For this exercise, print only the lines from the one containing "of the man." through the end of the material below, exactly as given.
START RECORDS
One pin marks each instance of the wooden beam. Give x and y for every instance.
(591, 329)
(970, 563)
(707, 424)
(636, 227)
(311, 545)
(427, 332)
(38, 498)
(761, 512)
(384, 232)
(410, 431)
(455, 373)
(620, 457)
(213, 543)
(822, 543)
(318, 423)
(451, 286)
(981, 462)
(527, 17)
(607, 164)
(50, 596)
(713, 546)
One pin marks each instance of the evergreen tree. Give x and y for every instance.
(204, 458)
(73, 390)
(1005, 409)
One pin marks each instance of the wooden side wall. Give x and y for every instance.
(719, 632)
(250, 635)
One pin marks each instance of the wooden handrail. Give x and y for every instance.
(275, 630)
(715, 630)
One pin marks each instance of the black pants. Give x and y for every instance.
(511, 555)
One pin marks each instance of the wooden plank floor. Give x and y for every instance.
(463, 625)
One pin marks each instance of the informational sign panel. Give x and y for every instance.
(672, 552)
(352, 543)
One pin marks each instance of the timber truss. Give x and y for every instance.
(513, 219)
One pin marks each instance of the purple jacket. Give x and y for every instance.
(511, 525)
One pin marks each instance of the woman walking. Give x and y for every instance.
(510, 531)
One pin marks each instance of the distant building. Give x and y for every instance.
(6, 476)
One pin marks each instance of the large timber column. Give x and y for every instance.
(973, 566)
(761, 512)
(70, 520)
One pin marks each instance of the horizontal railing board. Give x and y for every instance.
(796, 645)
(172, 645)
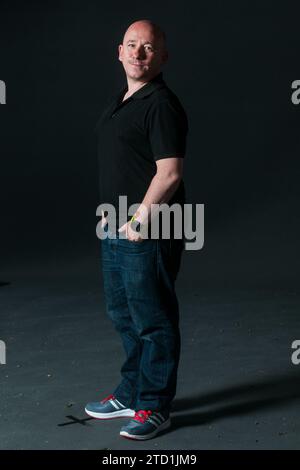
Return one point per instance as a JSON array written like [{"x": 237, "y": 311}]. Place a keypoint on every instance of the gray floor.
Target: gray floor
[{"x": 237, "y": 386}]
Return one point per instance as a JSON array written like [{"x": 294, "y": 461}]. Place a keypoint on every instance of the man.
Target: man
[{"x": 142, "y": 139}]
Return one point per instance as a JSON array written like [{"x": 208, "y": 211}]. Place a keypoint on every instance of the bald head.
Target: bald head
[
  {"x": 153, "y": 28},
  {"x": 143, "y": 51}
]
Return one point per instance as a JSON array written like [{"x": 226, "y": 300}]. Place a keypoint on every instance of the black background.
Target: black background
[{"x": 231, "y": 63}]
END RECORDS
ANSWER TO THE EXERCISE:
Return one point per instance as a JSON array written like [{"x": 294, "y": 461}]. Place a keypoint on every instance of the man.
Target: man
[{"x": 142, "y": 139}]
Return one point per instance as a JSON array written like [{"x": 208, "y": 211}]. Place a keypoint on every instance of the bald head.
Target: bald head
[
  {"x": 153, "y": 28},
  {"x": 143, "y": 51}
]
Return one point per instance as a JSON array written like [{"x": 226, "y": 300}]. Place a keypoint on every instance of the black background.
Target: black background
[{"x": 231, "y": 63}]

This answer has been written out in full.